• TEXT PROVIDED:
-----
Without Form and Void

“Tohu wabohu”is a Hebrew word introduced in the Creation story in Genesis meaning “without form and void” – it is part of the story where God’s finest work in Creation is heralded – that is, God bringing something amazing out of what was formless, empty, and dark. This is Who He is. This is a picture of the redemptive work He does in our lives when we trust in Him. He is the Bringer of Something Amazing.

The God of Creation is the same Spirit of God Who moves and hovers over our lives. As in the Garden of Eden, the Enemy introduced a plaguing discontent to Adam and Eve. This discontent reminded Adam and Eve that the only lasting contentment would have occurred if they had obeyed God. Don’t we wrestle with the same reminder?

Yet God has made a way for His people to enter into a garden that is even better than Eden. He sent a deliverer – Jesus. The contentment in Jesus that we can experience does not change the parallel reality of our wilderness experience on planet Earth. We live with “thorns” that will not and cannot be removed in our earthly reality. And in His mercy, God lets us live with many painful reminders that we can only find contentment in a “divine word, a divine presence, a divine promise, a divine power.”
-----
• DATA:
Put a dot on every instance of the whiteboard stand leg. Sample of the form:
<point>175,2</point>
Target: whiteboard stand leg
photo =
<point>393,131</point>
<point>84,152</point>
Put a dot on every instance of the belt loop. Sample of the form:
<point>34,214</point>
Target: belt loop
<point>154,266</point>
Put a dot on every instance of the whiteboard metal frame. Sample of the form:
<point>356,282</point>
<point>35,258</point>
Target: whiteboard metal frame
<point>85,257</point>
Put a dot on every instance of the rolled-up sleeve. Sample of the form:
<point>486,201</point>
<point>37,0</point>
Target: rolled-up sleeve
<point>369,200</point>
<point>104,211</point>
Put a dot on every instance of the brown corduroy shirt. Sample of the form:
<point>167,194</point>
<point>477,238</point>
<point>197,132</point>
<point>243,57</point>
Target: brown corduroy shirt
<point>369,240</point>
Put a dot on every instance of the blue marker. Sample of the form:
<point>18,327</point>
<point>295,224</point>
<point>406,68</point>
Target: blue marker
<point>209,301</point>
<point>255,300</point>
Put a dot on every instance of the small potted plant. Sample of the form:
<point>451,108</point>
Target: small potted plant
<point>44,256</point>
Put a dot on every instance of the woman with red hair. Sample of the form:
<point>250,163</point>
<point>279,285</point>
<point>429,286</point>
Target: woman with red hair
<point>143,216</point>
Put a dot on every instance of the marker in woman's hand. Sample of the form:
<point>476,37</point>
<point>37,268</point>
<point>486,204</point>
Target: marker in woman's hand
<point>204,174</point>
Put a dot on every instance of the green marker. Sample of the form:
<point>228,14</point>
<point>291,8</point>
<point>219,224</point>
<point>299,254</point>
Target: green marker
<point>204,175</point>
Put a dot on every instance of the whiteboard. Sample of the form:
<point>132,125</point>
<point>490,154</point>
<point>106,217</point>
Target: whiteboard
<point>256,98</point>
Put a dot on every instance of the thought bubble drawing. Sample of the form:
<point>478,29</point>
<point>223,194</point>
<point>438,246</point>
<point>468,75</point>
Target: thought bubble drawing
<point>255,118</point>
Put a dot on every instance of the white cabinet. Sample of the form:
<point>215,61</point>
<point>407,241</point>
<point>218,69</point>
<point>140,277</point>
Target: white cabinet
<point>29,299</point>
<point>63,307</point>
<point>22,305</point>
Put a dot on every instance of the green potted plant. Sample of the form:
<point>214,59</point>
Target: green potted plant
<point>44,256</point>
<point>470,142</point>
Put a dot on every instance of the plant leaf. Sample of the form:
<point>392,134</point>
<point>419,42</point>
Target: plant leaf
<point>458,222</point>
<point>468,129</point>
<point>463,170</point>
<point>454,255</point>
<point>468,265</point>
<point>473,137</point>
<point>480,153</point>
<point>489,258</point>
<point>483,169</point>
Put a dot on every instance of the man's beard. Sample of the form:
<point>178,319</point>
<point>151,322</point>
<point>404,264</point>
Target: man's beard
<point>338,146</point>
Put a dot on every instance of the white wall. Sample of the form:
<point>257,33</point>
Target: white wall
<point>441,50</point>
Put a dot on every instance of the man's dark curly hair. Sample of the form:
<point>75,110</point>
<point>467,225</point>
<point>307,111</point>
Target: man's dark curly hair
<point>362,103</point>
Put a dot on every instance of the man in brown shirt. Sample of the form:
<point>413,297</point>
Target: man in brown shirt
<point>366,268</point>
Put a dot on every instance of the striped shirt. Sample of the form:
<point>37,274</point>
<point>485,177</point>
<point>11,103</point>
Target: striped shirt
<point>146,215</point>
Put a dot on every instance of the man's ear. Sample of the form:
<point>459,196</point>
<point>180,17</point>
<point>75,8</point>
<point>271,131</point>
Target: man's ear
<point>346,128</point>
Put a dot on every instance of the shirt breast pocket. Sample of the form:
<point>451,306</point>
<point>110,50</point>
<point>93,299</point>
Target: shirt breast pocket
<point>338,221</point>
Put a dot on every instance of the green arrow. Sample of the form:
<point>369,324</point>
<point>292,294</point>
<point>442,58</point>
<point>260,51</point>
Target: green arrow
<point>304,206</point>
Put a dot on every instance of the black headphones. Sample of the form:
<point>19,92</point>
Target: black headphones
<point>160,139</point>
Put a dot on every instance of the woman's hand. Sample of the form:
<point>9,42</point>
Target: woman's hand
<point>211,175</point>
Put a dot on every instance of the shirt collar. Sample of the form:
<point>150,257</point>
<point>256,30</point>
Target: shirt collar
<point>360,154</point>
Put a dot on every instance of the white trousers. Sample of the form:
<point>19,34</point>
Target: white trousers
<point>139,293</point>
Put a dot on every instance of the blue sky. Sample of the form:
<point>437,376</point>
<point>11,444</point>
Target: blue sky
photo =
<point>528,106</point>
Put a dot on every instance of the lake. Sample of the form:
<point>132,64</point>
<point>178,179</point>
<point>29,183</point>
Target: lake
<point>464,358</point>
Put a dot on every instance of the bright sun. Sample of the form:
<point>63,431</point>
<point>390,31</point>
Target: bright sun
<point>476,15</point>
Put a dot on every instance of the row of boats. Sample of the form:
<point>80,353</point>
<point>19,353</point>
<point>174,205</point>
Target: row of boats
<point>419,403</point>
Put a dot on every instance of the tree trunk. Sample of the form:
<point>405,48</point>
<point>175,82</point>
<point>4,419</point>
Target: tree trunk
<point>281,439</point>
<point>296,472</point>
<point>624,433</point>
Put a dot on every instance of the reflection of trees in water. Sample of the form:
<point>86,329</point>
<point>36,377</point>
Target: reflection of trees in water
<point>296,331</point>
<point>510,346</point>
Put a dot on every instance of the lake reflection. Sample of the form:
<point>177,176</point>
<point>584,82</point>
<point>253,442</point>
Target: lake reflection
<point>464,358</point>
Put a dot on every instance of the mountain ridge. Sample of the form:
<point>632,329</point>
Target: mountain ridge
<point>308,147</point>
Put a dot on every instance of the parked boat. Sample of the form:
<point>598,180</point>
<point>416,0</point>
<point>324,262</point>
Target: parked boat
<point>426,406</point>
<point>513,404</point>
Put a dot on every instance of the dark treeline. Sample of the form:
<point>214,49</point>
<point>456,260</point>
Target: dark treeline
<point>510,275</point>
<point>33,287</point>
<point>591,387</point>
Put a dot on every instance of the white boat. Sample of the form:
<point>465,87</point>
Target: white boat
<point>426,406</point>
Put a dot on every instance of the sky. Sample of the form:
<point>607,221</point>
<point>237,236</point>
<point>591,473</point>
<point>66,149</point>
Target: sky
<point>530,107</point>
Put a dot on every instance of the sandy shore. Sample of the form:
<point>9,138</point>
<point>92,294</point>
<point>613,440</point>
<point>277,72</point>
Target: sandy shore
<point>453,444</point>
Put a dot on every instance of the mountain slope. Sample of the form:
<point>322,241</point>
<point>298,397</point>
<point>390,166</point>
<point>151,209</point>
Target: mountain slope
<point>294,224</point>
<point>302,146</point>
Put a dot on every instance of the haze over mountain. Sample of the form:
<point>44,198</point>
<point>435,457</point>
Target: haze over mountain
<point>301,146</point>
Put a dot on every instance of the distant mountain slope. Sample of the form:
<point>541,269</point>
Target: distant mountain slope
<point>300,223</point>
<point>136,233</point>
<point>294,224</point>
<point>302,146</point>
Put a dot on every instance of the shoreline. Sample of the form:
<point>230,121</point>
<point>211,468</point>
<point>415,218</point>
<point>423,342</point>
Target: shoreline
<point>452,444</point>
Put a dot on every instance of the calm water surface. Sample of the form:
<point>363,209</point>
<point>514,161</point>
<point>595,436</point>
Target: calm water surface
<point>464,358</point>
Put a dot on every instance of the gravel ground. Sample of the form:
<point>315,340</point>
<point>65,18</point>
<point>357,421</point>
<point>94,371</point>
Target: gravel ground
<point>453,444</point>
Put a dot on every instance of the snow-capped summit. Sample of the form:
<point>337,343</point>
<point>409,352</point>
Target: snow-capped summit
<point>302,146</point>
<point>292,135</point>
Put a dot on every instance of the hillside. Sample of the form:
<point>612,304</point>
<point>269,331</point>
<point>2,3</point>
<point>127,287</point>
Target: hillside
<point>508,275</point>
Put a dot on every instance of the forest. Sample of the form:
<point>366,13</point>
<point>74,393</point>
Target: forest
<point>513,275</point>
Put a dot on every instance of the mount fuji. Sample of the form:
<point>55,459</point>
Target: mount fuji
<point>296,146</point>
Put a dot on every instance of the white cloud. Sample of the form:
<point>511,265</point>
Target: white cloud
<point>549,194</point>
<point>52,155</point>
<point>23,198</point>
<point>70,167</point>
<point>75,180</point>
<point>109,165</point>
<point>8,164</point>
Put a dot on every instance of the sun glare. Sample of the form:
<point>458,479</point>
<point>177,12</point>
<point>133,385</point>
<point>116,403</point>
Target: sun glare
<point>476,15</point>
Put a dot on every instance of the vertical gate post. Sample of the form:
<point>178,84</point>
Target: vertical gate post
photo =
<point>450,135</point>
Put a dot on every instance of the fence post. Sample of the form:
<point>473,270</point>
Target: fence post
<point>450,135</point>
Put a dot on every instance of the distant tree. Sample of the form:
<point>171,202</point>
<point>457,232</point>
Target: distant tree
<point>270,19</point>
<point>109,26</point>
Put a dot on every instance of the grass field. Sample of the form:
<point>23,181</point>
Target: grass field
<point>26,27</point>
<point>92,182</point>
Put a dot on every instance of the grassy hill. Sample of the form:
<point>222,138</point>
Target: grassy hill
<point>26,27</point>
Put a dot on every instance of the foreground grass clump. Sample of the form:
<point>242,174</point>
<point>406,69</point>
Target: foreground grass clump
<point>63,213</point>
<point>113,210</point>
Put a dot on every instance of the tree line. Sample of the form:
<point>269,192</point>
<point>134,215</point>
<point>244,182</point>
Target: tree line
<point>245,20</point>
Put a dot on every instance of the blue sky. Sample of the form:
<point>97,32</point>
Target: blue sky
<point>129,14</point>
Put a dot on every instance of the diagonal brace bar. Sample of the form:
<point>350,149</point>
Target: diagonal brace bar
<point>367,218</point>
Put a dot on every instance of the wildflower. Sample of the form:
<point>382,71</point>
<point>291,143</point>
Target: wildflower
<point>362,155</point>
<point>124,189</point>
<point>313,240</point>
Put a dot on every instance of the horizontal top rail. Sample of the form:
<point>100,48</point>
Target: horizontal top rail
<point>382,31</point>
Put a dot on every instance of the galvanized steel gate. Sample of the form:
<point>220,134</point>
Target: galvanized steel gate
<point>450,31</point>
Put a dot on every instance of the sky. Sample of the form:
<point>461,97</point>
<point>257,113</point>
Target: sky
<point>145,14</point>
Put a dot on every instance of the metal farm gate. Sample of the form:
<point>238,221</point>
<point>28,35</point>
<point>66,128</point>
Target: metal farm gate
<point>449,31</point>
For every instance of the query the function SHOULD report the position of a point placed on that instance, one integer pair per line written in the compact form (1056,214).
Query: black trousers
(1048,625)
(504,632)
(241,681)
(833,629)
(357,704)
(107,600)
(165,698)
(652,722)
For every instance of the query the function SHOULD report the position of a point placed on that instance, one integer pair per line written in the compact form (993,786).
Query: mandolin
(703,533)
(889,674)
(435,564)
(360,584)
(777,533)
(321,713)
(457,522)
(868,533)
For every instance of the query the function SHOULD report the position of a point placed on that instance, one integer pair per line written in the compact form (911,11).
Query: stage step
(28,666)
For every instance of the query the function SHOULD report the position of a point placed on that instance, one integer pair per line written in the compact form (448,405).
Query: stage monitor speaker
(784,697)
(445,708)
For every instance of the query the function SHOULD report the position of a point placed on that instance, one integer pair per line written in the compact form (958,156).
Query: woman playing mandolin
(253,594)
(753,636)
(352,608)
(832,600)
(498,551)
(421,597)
-----
• TRY IT:
Continue the reflection on "without form and void" from the point where it stops.

• RESULT OF THE TASK:
Our experience as believers is very much like the apostle Paul’s experience – a dual experience of the thorns of the wilderness and the contentment of the garden to come at the same time. When we suffer, of course we ask why? Suppose we didn’t ask why but instead waited expectantly for God to whisper to us His word, His presence, His promise, His power. How God’s redemptive purposes might be exposed if we received the thorns as the hand of God at work using what the Enemy meant for evil for His own good purpose.

2 Cor. 12:9 says, “…My grace is sufficient for you, for My power is made perfect in weakness…”

We can experience divine power, not in the thorn being removed, but in its being redeemed. The power of Christ will fill you so that you can trust Him no matter what circumstances you are living through. Those circumstances are both welcomed and unwelcomed reminders of the Future Garden that will be even more glorious than Eden. We live in tension with the “not yet,” but we know that our deepest longings will be filled up one day. And for now, God’s grace is sufficient.